DOCUMENT EXTRACT =>
════

Review: Albatross

Albatross

The progressive rock band Albatross appeared, released one self-titled album in 1976, and then disappeared. Listening to this album, it’s very easy to see why. The album is dominated by a fourteen-minute track called “Four Horsemen of The Apocalypse”, which contains lots of crude synthesizers, lyrics about the Book of Revelation, and a segment of seemingly random notes that’s reminiscent of the Crazybus Theme.

Progressive rock is frequently referred to as “70s rock by bands who acted innovative and pretentious but in truth just copied Yes.” And this describes Albatross perfectly. Every single prog rock cliche is present in this album. Every gimmick and mess.

Dare I say that Albatross is the New Deal Coalition Retained of progressive rock? Yes, I do. But unlike that, it’s not creepy or mean-spirited (well, except maybe for “Humpback Whales”, the track that glorifies whaling to the tune of what one listener called ‘Dancing Gnome Music’). In fact, from time to time, this album is actually fun in a so bad it’s good way.

Review: The Ringmaster Part 1

The Ringmaster Part 1

Robert Reed has been one of my most treasured finds. One of the few people who makes music in the style of the legendary Mike Oldfield, he has just released a new album, The Ringmaster Part 1. I instantly got it and listened to it as I type this sentence. Having listened to a lot of Reed’s other work, this is a fine successor.

════

MATERIAL =>
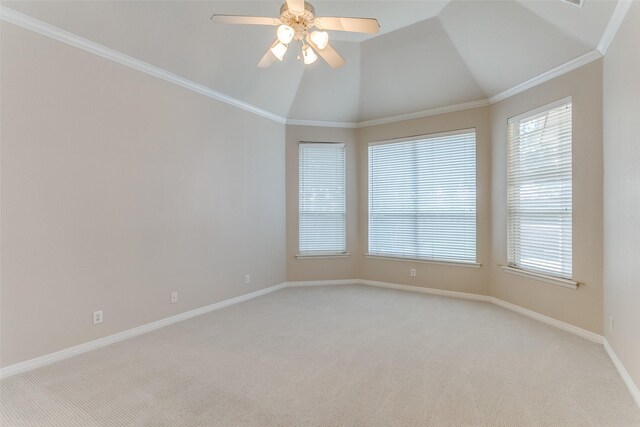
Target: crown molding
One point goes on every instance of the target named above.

════

TASKS =>
A – Reproduce the album reviews from "Dare I say that" up to and including "it’s good way.".
B – Resume the album reviews, picking up right after their last sentence.

RESPONSES FOR EACH TASK =>
A –
Dare I say that Albatross is the New Deal Coalition Retained of progressive rock? Yes, I do. But unlike that, it’s not creepy or mean-spirited (well, except maybe for “Humpback Whales”, the track that glorifies whaling to the tune of what one listener called ‘Dancing Gnome Music’). In fact, from time to time, this album is actually fun in a so bad it’s good way.

B –
This kind of long-form instrumental progressive rock (including Oldfield himself) is ideal writing music for me. It’s long, so it’s not repetitive. Yet it’s not as intense as vocal music. A lot of prog rock has long sections of filler you don’t really pay much attention to consciously (though not in a bad way) followed by big set pieces that you do-a perfect combination for when you need that occasional jolt.

If you like instrumental rock, you should get this album (and Reed’s other work).

Review: The Doomsday Spiral

The Doomsday Spiral

Some content creators have first works that are rough around the edges. Some start off strong and get weaker. Some, like Billy Joel in the psychedic-progressive-just-a-keyboardist-and-a-drummer Atilla, are vastly different from their subsequent and most famous pieces. So I decided to read Jon Land’s first novel, The Doomsday Spiral, and see where it fell.

The book roars out of the gate as Israeli super-vigilante “Alabaster” must stop a plot by the Palestinian “Red Prince” to neutralize the Americans so that they can deal with the Israelis later (the Red Prince must have gotten his lessons in target priorities from the Red Storm Rising Politburo). This could have been a middle-of-the-road “shoot the terrorist” novel. It wasn’t.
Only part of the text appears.